== Available data ==
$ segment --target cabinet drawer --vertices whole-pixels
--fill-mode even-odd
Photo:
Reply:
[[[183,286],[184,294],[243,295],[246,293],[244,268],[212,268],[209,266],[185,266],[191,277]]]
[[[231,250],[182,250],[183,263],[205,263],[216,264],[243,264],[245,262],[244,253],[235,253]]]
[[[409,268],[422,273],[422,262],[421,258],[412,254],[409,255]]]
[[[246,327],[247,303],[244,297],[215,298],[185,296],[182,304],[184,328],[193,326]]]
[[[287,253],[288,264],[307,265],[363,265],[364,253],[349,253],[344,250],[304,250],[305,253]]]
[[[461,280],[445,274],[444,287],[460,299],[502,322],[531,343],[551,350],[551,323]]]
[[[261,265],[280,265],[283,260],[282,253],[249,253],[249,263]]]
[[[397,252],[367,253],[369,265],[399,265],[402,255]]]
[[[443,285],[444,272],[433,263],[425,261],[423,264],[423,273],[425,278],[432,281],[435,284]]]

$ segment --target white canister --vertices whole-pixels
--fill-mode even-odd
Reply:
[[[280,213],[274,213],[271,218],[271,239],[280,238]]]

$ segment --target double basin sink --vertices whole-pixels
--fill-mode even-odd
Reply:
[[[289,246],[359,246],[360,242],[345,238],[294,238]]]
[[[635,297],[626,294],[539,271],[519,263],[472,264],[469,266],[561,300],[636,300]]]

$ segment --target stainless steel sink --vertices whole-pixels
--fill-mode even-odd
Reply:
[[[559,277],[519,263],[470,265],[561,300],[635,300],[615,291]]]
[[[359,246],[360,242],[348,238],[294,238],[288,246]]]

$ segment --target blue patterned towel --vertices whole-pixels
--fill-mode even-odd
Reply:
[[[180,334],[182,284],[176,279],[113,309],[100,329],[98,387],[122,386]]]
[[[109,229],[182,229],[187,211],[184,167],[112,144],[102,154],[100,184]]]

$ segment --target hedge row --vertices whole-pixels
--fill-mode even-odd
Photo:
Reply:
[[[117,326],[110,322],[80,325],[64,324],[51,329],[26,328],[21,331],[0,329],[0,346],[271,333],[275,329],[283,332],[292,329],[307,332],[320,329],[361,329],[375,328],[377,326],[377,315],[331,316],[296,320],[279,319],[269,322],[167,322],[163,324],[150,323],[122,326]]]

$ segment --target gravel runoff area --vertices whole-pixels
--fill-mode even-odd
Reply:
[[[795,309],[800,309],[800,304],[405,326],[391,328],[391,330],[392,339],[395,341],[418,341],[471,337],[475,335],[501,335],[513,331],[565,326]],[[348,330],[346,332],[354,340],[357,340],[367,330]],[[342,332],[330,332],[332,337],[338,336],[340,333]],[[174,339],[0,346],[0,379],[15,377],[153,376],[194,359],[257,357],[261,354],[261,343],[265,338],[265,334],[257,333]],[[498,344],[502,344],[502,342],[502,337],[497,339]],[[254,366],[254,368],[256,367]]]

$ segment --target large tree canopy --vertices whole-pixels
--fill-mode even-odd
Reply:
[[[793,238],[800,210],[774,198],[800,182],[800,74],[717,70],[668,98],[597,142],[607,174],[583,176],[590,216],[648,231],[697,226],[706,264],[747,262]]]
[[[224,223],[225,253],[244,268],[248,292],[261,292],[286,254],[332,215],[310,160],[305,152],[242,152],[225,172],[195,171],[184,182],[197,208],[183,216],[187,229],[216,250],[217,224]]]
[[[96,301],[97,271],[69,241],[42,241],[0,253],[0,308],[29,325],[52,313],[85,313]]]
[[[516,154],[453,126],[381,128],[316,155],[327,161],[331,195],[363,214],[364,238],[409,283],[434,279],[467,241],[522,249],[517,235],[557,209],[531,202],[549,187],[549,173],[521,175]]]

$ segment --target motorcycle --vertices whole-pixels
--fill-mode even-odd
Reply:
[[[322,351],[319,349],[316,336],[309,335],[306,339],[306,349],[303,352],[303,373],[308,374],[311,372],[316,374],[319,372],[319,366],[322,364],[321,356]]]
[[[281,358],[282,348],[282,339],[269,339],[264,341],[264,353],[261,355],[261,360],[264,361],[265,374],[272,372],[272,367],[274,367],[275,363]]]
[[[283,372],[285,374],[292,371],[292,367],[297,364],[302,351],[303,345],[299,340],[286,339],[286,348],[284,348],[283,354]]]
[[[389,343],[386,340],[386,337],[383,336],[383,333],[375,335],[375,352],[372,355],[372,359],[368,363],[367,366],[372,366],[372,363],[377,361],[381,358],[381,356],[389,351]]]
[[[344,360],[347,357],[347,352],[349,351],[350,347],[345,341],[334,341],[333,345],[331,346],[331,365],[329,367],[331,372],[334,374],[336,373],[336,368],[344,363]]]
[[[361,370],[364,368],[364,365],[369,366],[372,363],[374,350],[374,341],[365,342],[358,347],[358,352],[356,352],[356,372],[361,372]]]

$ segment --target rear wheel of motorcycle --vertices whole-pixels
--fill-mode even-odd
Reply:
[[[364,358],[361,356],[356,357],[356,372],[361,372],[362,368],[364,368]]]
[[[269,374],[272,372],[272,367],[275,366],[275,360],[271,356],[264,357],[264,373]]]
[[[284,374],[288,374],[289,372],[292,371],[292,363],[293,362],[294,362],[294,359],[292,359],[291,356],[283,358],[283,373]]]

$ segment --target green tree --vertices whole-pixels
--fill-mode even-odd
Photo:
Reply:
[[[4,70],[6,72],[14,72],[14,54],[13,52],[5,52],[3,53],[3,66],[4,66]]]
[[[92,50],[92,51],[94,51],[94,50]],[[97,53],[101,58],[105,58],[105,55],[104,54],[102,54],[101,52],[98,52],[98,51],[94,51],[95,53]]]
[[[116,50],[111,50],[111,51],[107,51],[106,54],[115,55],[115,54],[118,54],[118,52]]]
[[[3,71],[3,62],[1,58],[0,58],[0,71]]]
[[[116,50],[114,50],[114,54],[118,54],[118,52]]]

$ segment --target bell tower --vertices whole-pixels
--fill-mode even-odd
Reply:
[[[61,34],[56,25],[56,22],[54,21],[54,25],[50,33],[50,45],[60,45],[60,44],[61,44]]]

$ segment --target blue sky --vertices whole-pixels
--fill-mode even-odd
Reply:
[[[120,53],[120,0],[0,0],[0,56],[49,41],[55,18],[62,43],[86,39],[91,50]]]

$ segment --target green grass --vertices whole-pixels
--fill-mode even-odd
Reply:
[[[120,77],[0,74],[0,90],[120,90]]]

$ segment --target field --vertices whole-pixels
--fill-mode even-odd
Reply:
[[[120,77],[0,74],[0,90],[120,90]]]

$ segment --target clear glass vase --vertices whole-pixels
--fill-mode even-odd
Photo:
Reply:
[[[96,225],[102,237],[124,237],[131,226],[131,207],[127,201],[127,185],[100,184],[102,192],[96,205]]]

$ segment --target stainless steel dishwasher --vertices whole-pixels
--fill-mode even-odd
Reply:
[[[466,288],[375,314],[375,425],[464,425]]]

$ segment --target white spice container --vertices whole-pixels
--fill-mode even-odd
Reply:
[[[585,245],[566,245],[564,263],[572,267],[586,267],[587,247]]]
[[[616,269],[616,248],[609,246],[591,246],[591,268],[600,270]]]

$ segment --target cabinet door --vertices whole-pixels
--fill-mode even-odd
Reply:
===
Task item | I'd like the entries above reproduced in full, exactly as they stand.

Finished task |
$ segment --target cabinet drawer --vertices whole-pixels
--fill-mode even-odd
Photo:
Reply:
[[[183,286],[184,294],[243,295],[246,293],[244,268],[212,268],[209,266],[185,266],[191,277]]]
[[[231,250],[182,250],[183,263],[205,263],[216,264],[243,264],[245,262],[244,253],[235,253]]]
[[[409,268],[422,273],[422,262],[421,258],[412,254],[409,255]]]
[[[246,327],[247,303],[244,297],[215,298],[185,296],[182,304],[184,328],[193,326]]]
[[[287,253],[288,264],[307,265],[363,265],[364,253],[349,253],[344,250],[304,250],[305,253]]]
[[[461,280],[445,274],[444,287],[460,299],[502,322],[531,343],[551,350],[551,323]]]
[[[261,265],[280,265],[283,260],[282,253],[249,253],[249,263]]]
[[[397,252],[367,253],[369,265],[399,265],[402,255]]]
[[[443,285],[444,272],[433,263],[425,261],[423,264],[423,273],[425,278],[432,281],[435,284]]]

$ segment --target white canister --vertices whole-pixels
--fill-mode even-odd
Reply:
[[[280,213],[274,213],[271,218],[271,239],[280,238]]]

$ segment --target double basin sink --vertices whole-pixels
--fill-mode even-odd
Reply:
[[[289,246],[359,246],[360,242],[345,238],[294,238]]]
[[[635,297],[626,294],[539,271],[519,263],[472,264],[469,266],[561,300],[636,300]]]

$ segment --target stainless steel sink --vertices whole-pixels
--fill-mode even-odd
Reply:
[[[559,277],[519,263],[470,265],[561,300],[635,300],[615,291]]]
[[[359,246],[360,242],[348,238],[294,238],[288,246]]]

$ segment --target blue patterned towel --vertices whole-pixels
--fill-mode even-odd
Reply:
[[[180,334],[182,284],[176,279],[113,309],[100,329],[98,387],[122,386]]]
[[[109,229],[182,229],[187,211],[184,167],[112,144],[102,154],[100,184]]]

$ segment --target hedge row --vertices whole-pixels
--fill-mode even-odd
Photo:
Reply:
[[[117,326],[110,322],[80,325],[64,324],[51,329],[26,328],[21,331],[0,329],[0,346],[271,333],[275,329],[283,332],[292,329],[307,332],[320,329],[361,329],[375,328],[377,326],[377,315],[331,316],[296,320],[279,319],[269,322],[167,322],[163,324],[150,323],[122,326]]]

$ segment --target gravel runoff area --vertices whole-pixels
--fill-mode even-odd
Reply:
[[[795,309],[800,309],[800,304],[405,326],[391,328],[391,330],[392,339],[395,341],[418,341],[471,337],[475,335],[501,335],[513,331],[565,326]],[[348,330],[346,332],[354,340],[357,340],[367,330]],[[342,332],[330,332],[332,337],[338,336],[340,333]],[[174,339],[0,346],[0,379],[15,377],[153,376],[194,359],[257,357],[261,354],[261,343],[265,338],[265,334],[257,333]],[[498,344],[502,344],[502,342],[502,337],[497,339]],[[254,366],[254,368],[256,367]]]

$ segment --target large tree canopy --vertices whole-pixels
--fill-mode even-odd
Reply:
[[[793,238],[800,210],[774,198],[800,182],[800,74],[717,70],[668,98],[597,142],[607,174],[583,176],[590,216],[648,231],[697,226],[706,264],[747,262]]]
[[[224,223],[225,253],[244,268],[248,292],[261,292],[286,254],[332,215],[310,160],[305,152],[242,152],[225,172],[195,171],[184,182],[197,208],[183,216],[187,229],[216,250],[217,224]]]
[[[96,301],[97,271],[69,241],[42,241],[0,253],[0,308],[29,325],[52,313],[85,313]]]
[[[516,154],[453,126],[381,128],[316,155],[327,161],[331,195],[363,214],[364,238],[409,283],[434,279],[467,241],[522,249],[517,235],[557,209],[531,202],[549,187],[549,173],[521,175]]]

$ segment --target motorcycle --vertices whole-pixels
--fill-mode even-odd
Reply:
[[[322,351],[319,349],[316,336],[309,335],[306,339],[306,349],[303,352],[303,373],[308,374],[311,372],[316,374],[319,372],[319,366],[322,364],[321,356]]]
[[[281,358],[282,348],[282,339],[269,339],[264,341],[264,353],[261,355],[261,360],[264,361],[265,374],[272,372],[272,367],[274,367],[275,363]]]
[[[283,372],[285,374],[292,371],[292,367],[297,364],[302,351],[303,345],[299,340],[286,339],[286,348],[284,348],[283,354]]]
[[[389,343],[386,340],[386,337],[383,336],[383,333],[375,335],[375,352],[372,355],[372,359],[368,363],[367,366],[372,366],[372,363],[377,361],[381,358],[381,356],[389,351]]]
[[[344,360],[347,357],[347,352],[349,351],[350,347],[345,341],[334,341],[333,345],[331,346],[331,365],[329,367],[331,372],[334,374],[336,373],[336,368],[344,363]]]
[[[361,370],[364,368],[364,365],[369,366],[372,363],[374,350],[374,341],[365,342],[358,347],[358,352],[356,352],[356,372],[361,372]]]

$ segment --target rear wheel of motorcycle --vertices whole-pixels
--fill-mode even-odd
Reply:
[[[364,358],[361,356],[356,357],[356,372],[361,372],[362,368],[364,368]]]
[[[269,374],[272,372],[272,367],[275,366],[275,360],[271,356],[264,357],[264,373]]]
[[[284,374],[288,374],[289,372],[292,371],[292,363],[293,362],[294,362],[294,359],[292,359],[291,356],[283,358],[283,373]]]

$ segment --target green tree --vertices whole-pixels
--fill-mode even-odd
Photo:
Reply:
[[[4,70],[6,72],[14,72],[14,54],[13,52],[5,52],[3,53],[3,66],[4,66]]]
[[[92,50],[92,51],[94,51],[94,50]],[[97,53],[101,58],[105,58],[105,55],[104,54],[102,54],[101,52],[98,52],[98,51],[94,51],[95,53]]]
[[[116,50],[111,50],[111,51],[107,51],[106,54],[115,55],[115,54],[118,54],[118,52]]]
[[[3,71],[3,62],[1,58],[0,58],[0,71]]]
[[[116,50],[114,50],[114,54],[118,54],[118,52]]]

$ segment --target bell tower --vertices whole-pixels
--fill-mode even-odd
Reply:
[[[61,34],[56,25],[56,22],[54,21],[54,25],[50,33],[50,45],[60,45],[60,44],[61,44]]]

$ segment --target blue sky --vertices whole-pixels
--fill-mode even-odd
Reply:
[[[120,53],[120,0],[0,0],[0,56],[49,41],[55,18],[62,43],[86,39],[91,50]]]

$ segment --target green grass --vertices whole-pixels
--fill-mode even-odd
Reply:
[[[120,77],[0,74],[0,90],[120,90]]]

$ segment --target field --vertices whole-pixels
--fill-mode even-odd
Reply:
[[[120,77],[0,74],[0,90],[120,90]]]

$ segment --target clear glass vase --vertices whole-pixels
--fill-mode even-odd
Photo:
Reply:
[[[96,225],[102,237],[124,237],[131,226],[131,207],[127,201],[127,185],[100,184],[102,192],[96,205]]]

$ segment --target stainless steel dishwasher --vertices whole-pixels
--fill-mode even-odd
Reply:
[[[466,288],[375,314],[375,425],[464,425]]]

$ segment --target white spice container --vertices whole-pixels
--fill-mode even-odd
Reply:
[[[585,245],[566,245],[564,263],[572,267],[586,267],[587,247]]]
[[[616,269],[616,248],[609,246],[591,246],[591,268],[600,270]]]

$ segment --target cabinet door --vertices whole-pixels
--fill-mode even-odd
Reply:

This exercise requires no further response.